What is being asked |
Write out the passage on spinal cord injury trials word for word, starting at "In this review, we" and ending at "their experimental therapies.".

Document extract |
Spinal cord injury (SCI) is a chronic disability with neurological impairment that is currently being managed symptomatically with no effective treatment available. According to pathophysiological response to trauma, SCI can be divided into three phases: acute, subacute, and chronic (Kim et al, 2017; Dalamagkas et al., 2018). Among them, the chronic phase is defined when inflammation has subsided and any kind of neural plasticity and spontaneous regeneration has already failed (Dalamagkas et al., 2018). Regenerative medicine is an exciting and promising approach for the treatment of chronic spinal cord injury. Currently, there are several clinical trials worldwide that attempt to deliver feasibility/proof of concept for regenerative therapies (Kim et al., 2017). A common underlying premise among previous studies suggests that the interval of time between injury and initiation of the experimental treatment has been thought to play a crucial role in recovery. This idea stems from multiple mechanisms of injury occurring at different time points after the initial insult (Ahuja et al., 2017). However, the chronic phase encompasses a broad range of months and years, and it is common among physician practice to encounter non-static injury profiles at multiple time points in a given patent's follow-up visits (Gomes-Osman et al., 2016). In this point, researchers consider paucity of neurological improvement for a certain period to enroll chronic SCI patients for a trial. However, it is unlikely to expect equivalent responses in all patients with a broad range of post injury time (PIT). We believe that including patients with wide-ranging injury durations undergoing an experimental therapy may not allow for adequate generalizability of the results.

In this review, we initially examined the characteristics of clinical trials in the spinal cord injury field contained in the ClinicalTrial.gov registry with a focus on the eligibility of patients based on post-injury time-to-enrollment for enrollment in a trial. Then, we evaluated the effect of time-to-enrollment on outcomes in patients with chronic SCI by performing a comprehensive literature search including clinical trials using regenerative intervention for chronic SCI from 1990 to 2018. Only studies with reported individual patient data were included and subsequently analyzed by different time-to-enrollment groups to observe the characteristics of outcomes of their experimental therapies.

Given information |
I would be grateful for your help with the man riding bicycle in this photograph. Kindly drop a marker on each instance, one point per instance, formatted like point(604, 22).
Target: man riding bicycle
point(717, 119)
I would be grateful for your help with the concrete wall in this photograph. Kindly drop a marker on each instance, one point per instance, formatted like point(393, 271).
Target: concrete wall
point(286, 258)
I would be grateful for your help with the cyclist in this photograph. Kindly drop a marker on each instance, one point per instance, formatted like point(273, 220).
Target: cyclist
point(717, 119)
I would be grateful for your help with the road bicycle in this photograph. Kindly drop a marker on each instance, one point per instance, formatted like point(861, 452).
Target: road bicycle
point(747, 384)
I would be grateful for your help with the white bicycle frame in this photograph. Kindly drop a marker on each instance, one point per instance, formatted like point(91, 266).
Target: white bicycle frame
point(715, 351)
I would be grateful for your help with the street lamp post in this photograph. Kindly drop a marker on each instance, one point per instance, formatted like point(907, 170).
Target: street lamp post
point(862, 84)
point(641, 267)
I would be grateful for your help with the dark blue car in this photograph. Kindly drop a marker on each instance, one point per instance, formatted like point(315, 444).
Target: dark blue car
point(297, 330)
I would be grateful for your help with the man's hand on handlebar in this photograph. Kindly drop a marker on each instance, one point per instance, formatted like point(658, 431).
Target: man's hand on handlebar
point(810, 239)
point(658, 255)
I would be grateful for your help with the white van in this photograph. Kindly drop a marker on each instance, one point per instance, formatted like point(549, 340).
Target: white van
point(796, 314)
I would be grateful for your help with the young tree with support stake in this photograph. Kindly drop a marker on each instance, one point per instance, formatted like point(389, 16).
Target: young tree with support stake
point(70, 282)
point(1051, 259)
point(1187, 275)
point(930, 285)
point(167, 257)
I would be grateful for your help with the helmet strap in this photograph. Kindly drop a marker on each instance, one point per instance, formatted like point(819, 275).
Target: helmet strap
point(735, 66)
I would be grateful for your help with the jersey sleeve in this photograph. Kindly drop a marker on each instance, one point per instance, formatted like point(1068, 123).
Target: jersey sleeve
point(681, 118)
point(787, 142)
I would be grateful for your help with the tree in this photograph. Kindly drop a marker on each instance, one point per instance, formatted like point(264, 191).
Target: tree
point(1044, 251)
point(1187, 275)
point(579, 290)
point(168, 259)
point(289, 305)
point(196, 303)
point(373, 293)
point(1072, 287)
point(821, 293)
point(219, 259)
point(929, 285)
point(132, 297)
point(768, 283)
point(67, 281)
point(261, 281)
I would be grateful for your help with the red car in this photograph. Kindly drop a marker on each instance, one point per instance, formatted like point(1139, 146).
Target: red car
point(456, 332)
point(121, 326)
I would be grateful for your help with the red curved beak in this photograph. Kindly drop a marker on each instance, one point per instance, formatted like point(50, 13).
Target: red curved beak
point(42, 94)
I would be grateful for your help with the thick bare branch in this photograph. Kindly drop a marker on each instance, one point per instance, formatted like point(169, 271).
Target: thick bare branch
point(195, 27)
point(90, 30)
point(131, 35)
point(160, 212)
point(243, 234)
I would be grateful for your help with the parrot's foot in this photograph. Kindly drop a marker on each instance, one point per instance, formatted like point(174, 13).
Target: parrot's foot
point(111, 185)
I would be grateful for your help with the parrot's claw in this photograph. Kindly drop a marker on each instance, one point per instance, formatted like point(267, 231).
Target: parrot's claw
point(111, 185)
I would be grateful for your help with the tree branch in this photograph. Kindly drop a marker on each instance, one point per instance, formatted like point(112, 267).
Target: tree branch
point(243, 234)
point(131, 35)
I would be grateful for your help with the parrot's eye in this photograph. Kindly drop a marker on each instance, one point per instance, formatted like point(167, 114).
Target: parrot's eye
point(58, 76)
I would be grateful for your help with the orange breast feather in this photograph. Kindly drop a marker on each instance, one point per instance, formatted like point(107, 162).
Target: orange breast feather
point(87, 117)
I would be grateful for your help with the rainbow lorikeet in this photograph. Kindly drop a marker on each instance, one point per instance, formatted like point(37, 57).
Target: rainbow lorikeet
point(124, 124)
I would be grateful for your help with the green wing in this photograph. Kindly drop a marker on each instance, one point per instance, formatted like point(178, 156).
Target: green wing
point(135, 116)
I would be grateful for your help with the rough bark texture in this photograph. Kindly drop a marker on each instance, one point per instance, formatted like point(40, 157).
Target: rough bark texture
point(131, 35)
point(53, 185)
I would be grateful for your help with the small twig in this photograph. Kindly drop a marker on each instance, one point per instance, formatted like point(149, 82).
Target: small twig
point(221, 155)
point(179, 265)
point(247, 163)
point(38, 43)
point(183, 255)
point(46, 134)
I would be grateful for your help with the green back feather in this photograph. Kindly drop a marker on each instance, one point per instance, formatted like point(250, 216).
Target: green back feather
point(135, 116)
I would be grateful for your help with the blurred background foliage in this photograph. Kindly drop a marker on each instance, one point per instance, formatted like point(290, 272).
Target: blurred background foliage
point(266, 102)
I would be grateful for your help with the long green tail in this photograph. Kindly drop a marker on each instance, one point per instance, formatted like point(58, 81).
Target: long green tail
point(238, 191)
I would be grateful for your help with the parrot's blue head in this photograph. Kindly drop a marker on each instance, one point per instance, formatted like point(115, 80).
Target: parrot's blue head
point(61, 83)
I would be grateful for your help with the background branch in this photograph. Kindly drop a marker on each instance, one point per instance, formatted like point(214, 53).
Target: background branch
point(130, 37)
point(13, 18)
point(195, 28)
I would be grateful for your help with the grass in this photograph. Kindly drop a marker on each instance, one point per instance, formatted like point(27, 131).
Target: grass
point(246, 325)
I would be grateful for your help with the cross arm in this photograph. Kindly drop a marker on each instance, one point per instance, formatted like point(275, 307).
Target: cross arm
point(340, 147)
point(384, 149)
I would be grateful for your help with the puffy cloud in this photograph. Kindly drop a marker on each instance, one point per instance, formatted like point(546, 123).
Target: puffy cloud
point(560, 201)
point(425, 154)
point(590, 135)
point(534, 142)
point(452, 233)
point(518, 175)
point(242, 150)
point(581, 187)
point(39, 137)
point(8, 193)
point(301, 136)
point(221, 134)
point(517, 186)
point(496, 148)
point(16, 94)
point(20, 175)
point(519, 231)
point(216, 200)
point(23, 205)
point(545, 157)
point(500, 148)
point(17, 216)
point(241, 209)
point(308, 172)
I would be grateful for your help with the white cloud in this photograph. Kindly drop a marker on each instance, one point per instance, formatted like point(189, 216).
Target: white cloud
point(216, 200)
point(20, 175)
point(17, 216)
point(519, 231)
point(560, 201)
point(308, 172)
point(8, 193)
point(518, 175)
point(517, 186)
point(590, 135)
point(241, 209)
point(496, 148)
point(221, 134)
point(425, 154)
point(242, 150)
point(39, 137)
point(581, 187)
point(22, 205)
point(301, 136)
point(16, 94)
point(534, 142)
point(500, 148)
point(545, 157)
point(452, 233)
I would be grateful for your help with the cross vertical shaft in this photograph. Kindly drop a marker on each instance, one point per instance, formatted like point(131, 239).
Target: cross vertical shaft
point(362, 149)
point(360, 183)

Answer for this exercise |
In this review, we initially examined the characteristics of clinical trials in the spinal cord injury field contained in the ClinicalTrial.gov registry with a focus on the eligibility of patients based on post-injury time-to-enrollment for enrollment in a trial. Then, we evaluated the effect of time-to-enrollment on outcomes in patients with chronic SCI by performing a comprehensive literature search including clinical trials using regenerative intervention for chronic SCI from 1990 to 2018. Only studies with reported individual patient data were included and subsequently analyzed by different time-to-enrollment groups to observe the characteristics of outcomes of their experimental therapies.